TASK DESCRIPTION = Produce the records again in full, exactly as shown below.

SUPPLIED ENTRIES =
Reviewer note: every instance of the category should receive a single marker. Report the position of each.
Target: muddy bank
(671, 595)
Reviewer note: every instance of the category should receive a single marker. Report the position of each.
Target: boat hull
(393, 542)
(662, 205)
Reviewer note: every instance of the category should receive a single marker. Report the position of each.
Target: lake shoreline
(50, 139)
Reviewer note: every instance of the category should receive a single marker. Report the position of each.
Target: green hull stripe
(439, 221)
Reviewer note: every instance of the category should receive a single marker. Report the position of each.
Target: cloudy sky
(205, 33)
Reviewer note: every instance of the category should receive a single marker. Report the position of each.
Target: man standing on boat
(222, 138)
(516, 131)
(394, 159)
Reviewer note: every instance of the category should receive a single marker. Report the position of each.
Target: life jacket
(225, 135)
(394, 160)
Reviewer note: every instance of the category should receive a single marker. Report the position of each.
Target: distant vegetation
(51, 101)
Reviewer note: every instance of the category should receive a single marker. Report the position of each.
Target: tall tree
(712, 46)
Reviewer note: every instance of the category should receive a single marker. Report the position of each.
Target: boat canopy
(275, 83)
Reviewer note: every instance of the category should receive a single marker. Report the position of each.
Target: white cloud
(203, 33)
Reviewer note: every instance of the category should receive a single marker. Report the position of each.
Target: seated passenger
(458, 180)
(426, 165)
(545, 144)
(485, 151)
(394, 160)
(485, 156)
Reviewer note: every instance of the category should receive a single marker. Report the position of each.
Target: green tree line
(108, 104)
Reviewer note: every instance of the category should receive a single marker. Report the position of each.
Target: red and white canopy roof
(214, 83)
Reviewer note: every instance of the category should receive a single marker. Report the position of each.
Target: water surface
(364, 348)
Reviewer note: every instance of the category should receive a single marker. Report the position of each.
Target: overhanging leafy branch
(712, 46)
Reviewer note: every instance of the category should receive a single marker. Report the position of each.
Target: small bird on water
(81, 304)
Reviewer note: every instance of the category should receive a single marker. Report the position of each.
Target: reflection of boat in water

RESPONSE BOX =
Reviewer note: every instance of the category should receive a single marker. Report the position of each.
Target: muddy bank
(671, 595)
Reviewer note: every instance of the category should receive a single marker. Report the position of each.
Target: boat hull
(393, 542)
(662, 205)
Reviewer note: every instance of the category should receive a single marker. Report the position of each.
Target: lake shoreline
(50, 139)
Reviewer note: every instance of the category should receive a single marker. Report the position of each.
Target: green hull stripe
(439, 221)
Reviewer note: every instance of the category should receive a single marker. Report the position of each.
Target: cloudy sky
(205, 33)
Reviewer note: every instance of the category should receive a single marker. Report the position of each.
Target: man standing on boat
(222, 138)
(516, 131)
(394, 159)
Reviewer note: every instance of the category should receive a single marker. Report the position of each.
Target: life jacket
(225, 135)
(394, 160)
Reviewer note: every instance of the category should receive a single marker. Report the position of each.
Target: distant vegetation
(51, 101)
Reviewer note: every instance of the category should receive a single marker. Report the position of each.
Target: tall tree
(712, 46)
Reviewer note: every instance of the category should receive a single marker. Report the position of each.
Target: boat canopy
(275, 83)
Reviewer note: every instance of the category should receive a single marker. Report the position of each.
Target: white cloud
(203, 33)
Reviewer note: every instance of the category should receive a single marker. Report the position of each.
Target: seated passenger
(458, 180)
(426, 165)
(545, 144)
(485, 151)
(394, 160)
(485, 156)
Reviewer note: every instance of the category should receive a single marker. Report the position of each.
Target: green tree line
(108, 104)
Reviewer note: every instance of the category should receive a single marker. Report the position of each.
Target: red and white canopy roof
(214, 83)
Reviewer note: every instance of the category should receive a single marker. Report the position of each.
Target: water surface
(364, 348)
Reviewer note: every instance of the category should receive a single marker. Report the position of each.
Target: overhanging leafy branch
(712, 46)
Reviewer note: every instance of the category should receive a single marker. Report the position of each.
Target: small bird on water
(81, 304)
Reviewer note: every instance of the category should receive a single marker. Report the position of each.
Target: reflection of boat in water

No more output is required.